Instructions for the task.
Exactly the lines below from the line with "positive clicks: (1, 246) (0, 309) (1, 286)" through the line with "370L674 371V305L669 302L648" must make up the answer, both ends included and pictures left out.

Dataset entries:
____________________
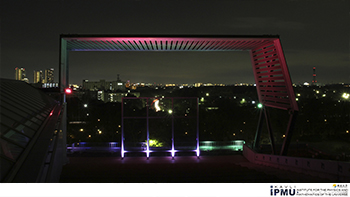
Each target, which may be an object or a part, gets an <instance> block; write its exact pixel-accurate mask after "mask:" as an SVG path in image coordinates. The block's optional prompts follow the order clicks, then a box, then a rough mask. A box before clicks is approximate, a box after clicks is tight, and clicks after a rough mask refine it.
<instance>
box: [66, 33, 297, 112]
mask: <svg viewBox="0 0 350 197" xmlns="http://www.w3.org/2000/svg"><path fill="white" fill-rule="evenodd" d="M68 51H249V52H250V53H251V60H252V64H253V71H254V76H255V82H256V84H257V90H258V95H259V101H260V103H263V104H264V105H265V106H270V107H275V108H280V109H284V110H289V109H293V110H298V106H297V104H296V101H295V95H294V92H293V88H292V83H291V80H290V76H289V71H288V67H287V64H286V62H285V59H284V54H283V50H282V47H281V44H280V39H279V36H277V35H272V36H271V35H262V36H113V35H112V36H110V35H61V67H60V68H61V72H60V74H61V78H60V79H61V81H60V82H61V90H62V91H63V89H64V88H65V87H68V77H67V76H68V70H67V69H66V67H67V66H63V65H62V64H64V65H68V61H67V56H68ZM62 71H63V72H62Z"/></svg>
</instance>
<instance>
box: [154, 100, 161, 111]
mask: <svg viewBox="0 0 350 197" xmlns="http://www.w3.org/2000/svg"><path fill="white" fill-rule="evenodd" d="M154 108H155V109H156V112H159V111H160V110H161V109H160V107H159V100H158V99H157V100H156V101H155V102H154Z"/></svg>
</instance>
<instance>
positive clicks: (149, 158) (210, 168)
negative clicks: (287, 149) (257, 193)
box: [60, 154, 330, 183]
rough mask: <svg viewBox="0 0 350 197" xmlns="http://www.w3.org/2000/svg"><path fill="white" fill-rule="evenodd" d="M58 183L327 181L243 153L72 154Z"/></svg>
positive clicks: (254, 182)
mask: <svg viewBox="0 0 350 197" xmlns="http://www.w3.org/2000/svg"><path fill="white" fill-rule="evenodd" d="M69 160H70V163H69V164H67V165H65V166H64V167H63V171H62V174H61V178H60V182H61V183H293V182H294V183H299V182H304V183H307V182H309V183H315V182H318V183H320V182H325V183H327V182H330V181H329V180H326V179H320V178H318V177H311V176H307V175H303V174H298V173H295V172H289V171H284V170H278V169H275V168H270V167H265V166H259V165H255V164H252V163H250V162H249V161H248V160H246V159H245V158H244V157H243V156H242V155H239V154H237V155H220V156H201V157H200V158H199V159H198V158H197V157H196V156H178V157H175V159H174V160H173V159H172V158H171V157H150V158H149V159H148V160H147V158H146V157H125V158H124V159H121V158H120V157H114V156H106V155H104V156H101V155H96V154H95V155H94V154H90V155H71V156H70V157H69Z"/></svg>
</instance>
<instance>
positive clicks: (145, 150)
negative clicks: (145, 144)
mask: <svg viewBox="0 0 350 197" xmlns="http://www.w3.org/2000/svg"><path fill="white" fill-rule="evenodd" d="M132 99H133V100H135V99H146V103H147V104H146V117H139V116H138V117H135V116H128V117H126V116H124V100H132ZM150 99H152V100H157V99H171V103H172V107H171V110H172V113H171V124H172V126H171V150H167V152H170V153H171V157H172V158H174V157H175V153H176V152H178V150H175V135H174V119H176V118H187V119H188V118H196V119H197V123H196V149H195V150H193V151H194V152H196V155H197V157H199V155H200V149H199V100H198V98H197V97H161V98H157V97H138V98H137V97H123V98H122V105H121V112H122V113H121V117H122V125H121V127H122V134H121V147H120V155H121V157H122V158H124V156H125V155H124V153H126V152H128V151H127V150H125V144H124V141H125V136H124V132H125V131H124V128H125V127H124V119H146V122H147V126H146V127H147V137H146V141H147V142H146V143H147V150H145V151H143V152H145V153H146V156H147V159H148V158H149V157H150V153H151V152H152V151H151V150H150V144H149V119H159V118H166V117H162V116H149V110H150V108H149V107H150V105H149V100H150ZM174 99H195V100H196V107H197V109H196V113H197V115H196V117H190V116H186V117H183V116H174V113H175V112H174Z"/></svg>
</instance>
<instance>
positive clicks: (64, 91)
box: [64, 88, 72, 94]
mask: <svg viewBox="0 0 350 197" xmlns="http://www.w3.org/2000/svg"><path fill="white" fill-rule="evenodd" d="M64 92H65V93H66V94H71V93H72V89H70V88H66V89H65V90H64Z"/></svg>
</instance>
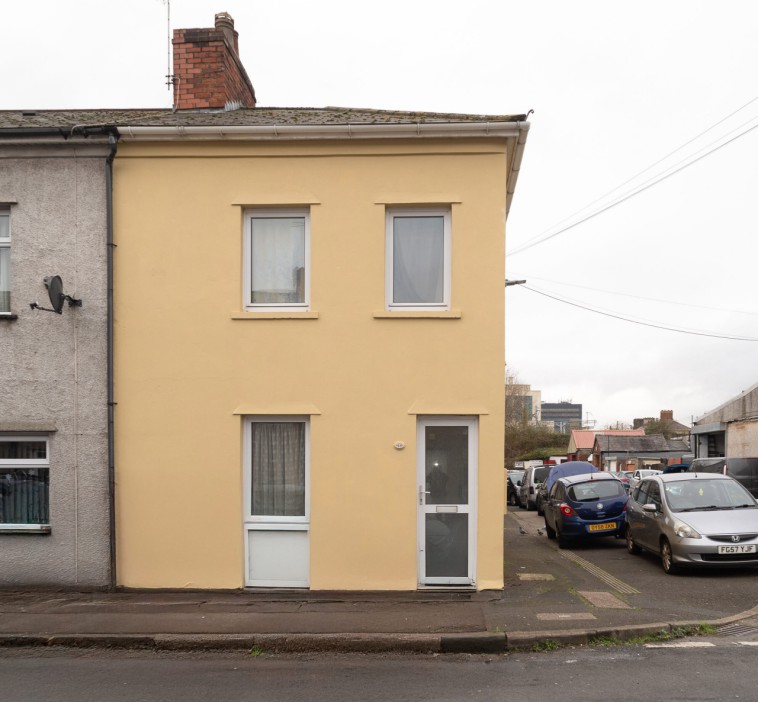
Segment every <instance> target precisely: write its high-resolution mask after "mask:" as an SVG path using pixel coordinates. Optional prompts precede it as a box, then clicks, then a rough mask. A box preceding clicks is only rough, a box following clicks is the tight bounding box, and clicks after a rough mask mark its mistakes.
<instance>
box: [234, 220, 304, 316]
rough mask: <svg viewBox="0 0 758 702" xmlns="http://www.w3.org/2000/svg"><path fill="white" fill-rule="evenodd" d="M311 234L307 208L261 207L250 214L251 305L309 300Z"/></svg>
mask: <svg viewBox="0 0 758 702" xmlns="http://www.w3.org/2000/svg"><path fill="white" fill-rule="evenodd" d="M308 236H309V217H308V213H307V212H306V211H292V210H286V211H285V210H281V211H277V210H260V211H253V212H252V213H251V214H250V215H249V217H248V230H247V237H248V242H247V248H248V261H247V266H248V274H247V278H248V284H249V292H248V293H247V294H248V300H247V305H249V306H252V307H265V306H272V307H291V306H295V307H305V306H306V305H307V304H308V271H307V265H308V261H307V259H308V249H309V241H308Z"/></svg>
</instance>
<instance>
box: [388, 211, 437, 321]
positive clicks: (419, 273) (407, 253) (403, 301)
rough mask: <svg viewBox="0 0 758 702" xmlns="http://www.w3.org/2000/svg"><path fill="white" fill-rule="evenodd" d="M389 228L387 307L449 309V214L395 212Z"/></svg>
mask: <svg viewBox="0 0 758 702" xmlns="http://www.w3.org/2000/svg"><path fill="white" fill-rule="evenodd" d="M387 225H388V226H387V245H388V256H387V260H388V262H389V264H390V271H389V275H388V286H389V294H388V306H389V307H422V308H423V307H432V308H445V307H447V305H448V302H449V300H448V296H449V275H450V272H449V261H450V252H449V248H450V214H449V210H444V209H439V210H430V209H423V210H422V209H393V210H389V212H388V222H387Z"/></svg>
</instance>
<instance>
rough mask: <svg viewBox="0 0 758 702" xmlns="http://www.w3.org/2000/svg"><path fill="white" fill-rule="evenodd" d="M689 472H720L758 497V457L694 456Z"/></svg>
mask: <svg viewBox="0 0 758 702" xmlns="http://www.w3.org/2000/svg"><path fill="white" fill-rule="evenodd" d="M687 470H688V472H690V473H721V474H723V475H728V476H730V477H732V478H734V479H735V480H736V481H737V482H739V483H742V484H743V485H744V486H745V487H746V488H747V489H748V491H749V492H750V494H751V495H752V496H753V497H755V498H757V499H758V458H730V457H726V456H725V457H723V458H696V459H695V460H694V461H692V463H690V467H689V468H688V469H687Z"/></svg>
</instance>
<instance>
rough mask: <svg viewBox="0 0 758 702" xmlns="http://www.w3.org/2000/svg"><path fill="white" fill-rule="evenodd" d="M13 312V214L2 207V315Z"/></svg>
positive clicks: (1, 246) (0, 309) (1, 286)
mask: <svg viewBox="0 0 758 702" xmlns="http://www.w3.org/2000/svg"><path fill="white" fill-rule="evenodd" d="M10 311H11V213H10V210H9V209H8V208H7V207H2V206H0V314H10Z"/></svg>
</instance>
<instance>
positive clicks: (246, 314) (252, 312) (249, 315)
mask: <svg viewBox="0 0 758 702" xmlns="http://www.w3.org/2000/svg"><path fill="white" fill-rule="evenodd" d="M231 317H232V319H318V312H313V311H308V312H295V311H290V312H232V314H231Z"/></svg>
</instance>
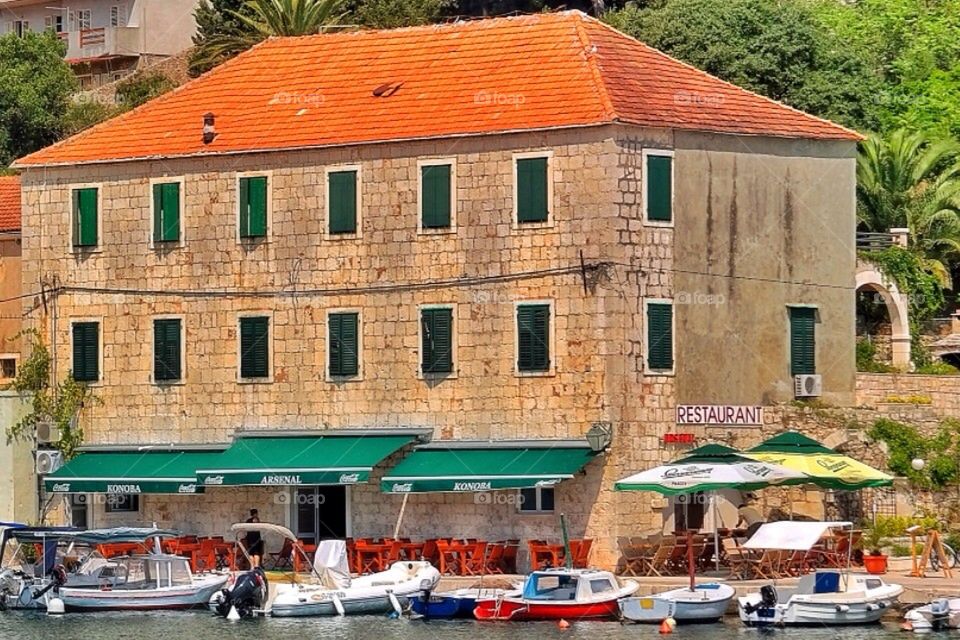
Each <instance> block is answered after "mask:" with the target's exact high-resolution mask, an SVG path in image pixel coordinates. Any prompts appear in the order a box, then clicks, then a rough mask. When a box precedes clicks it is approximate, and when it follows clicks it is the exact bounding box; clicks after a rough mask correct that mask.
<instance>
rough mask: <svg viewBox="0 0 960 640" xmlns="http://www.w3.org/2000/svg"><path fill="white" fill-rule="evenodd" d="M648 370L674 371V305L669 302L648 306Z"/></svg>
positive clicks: (664, 302) (647, 328) (654, 303)
mask: <svg viewBox="0 0 960 640" xmlns="http://www.w3.org/2000/svg"><path fill="white" fill-rule="evenodd" d="M647 368H648V369H652V370H655V371H669V370H671V369H673V305H672V304H670V303H669V302H651V303H649V304H647Z"/></svg>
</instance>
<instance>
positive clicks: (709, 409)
mask: <svg viewBox="0 0 960 640" xmlns="http://www.w3.org/2000/svg"><path fill="white" fill-rule="evenodd" d="M677 424H701V425H718V426H724V427H759V426H761V425H763V407H760V406H738V405H725V404H682V405H678V406H677Z"/></svg>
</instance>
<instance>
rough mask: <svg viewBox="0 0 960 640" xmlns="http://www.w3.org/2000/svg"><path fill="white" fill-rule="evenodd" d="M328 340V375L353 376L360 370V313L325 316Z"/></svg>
mask: <svg viewBox="0 0 960 640" xmlns="http://www.w3.org/2000/svg"><path fill="white" fill-rule="evenodd" d="M327 324H328V326H329V329H328V330H329V335H330V340H329V342H328V343H327V344H328V349H329V351H330V353H329V358H328V360H329V368H330V377H345V376H355V375H357V373H358V372H359V371H360V358H359V353H360V331H359V325H360V315H359V314H358V313H353V312H351V313H331V314H330V315H329V316H327Z"/></svg>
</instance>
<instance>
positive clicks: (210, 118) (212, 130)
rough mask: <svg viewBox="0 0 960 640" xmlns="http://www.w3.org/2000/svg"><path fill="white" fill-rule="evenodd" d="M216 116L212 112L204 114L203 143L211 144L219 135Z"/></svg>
mask: <svg viewBox="0 0 960 640" xmlns="http://www.w3.org/2000/svg"><path fill="white" fill-rule="evenodd" d="M215 121H216V117H215V116H214V115H213V114H212V113H205V114H204V115H203V144H210V143H211V142H213V139H214V138H216V137H217V128H216V126H215Z"/></svg>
____________________
Response to the task.
positive clicks: (1, 246) (0, 309) (1, 286)
mask: <svg viewBox="0 0 758 702" xmlns="http://www.w3.org/2000/svg"><path fill="white" fill-rule="evenodd" d="M10 311H11V213H10V210H9V209H8V208H7V207H2V206H0V314H10Z"/></svg>
</instance>
<instance>
positive clicks: (246, 314) (252, 312) (249, 315)
mask: <svg viewBox="0 0 758 702" xmlns="http://www.w3.org/2000/svg"><path fill="white" fill-rule="evenodd" d="M231 317H232V319H318V312H313V311H308V312H295V311H290V312H232V314H231Z"/></svg>
</instance>
Each <instance> block is answered after "mask:" with the target's exact high-resolution mask, an SVG path in image pixel coordinates. Any prompts appear in the order a box, then clicks, then a rough mask. When a box precedes clicks it is approximate, and when it follows clicks it is the exact bounding box; clicks after a rough mask correct that mask.
<instance>
rough mask: <svg viewBox="0 0 960 640" xmlns="http://www.w3.org/2000/svg"><path fill="white" fill-rule="evenodd" d="M648 370L674 371V305L669 302L648 306Z"/></svg>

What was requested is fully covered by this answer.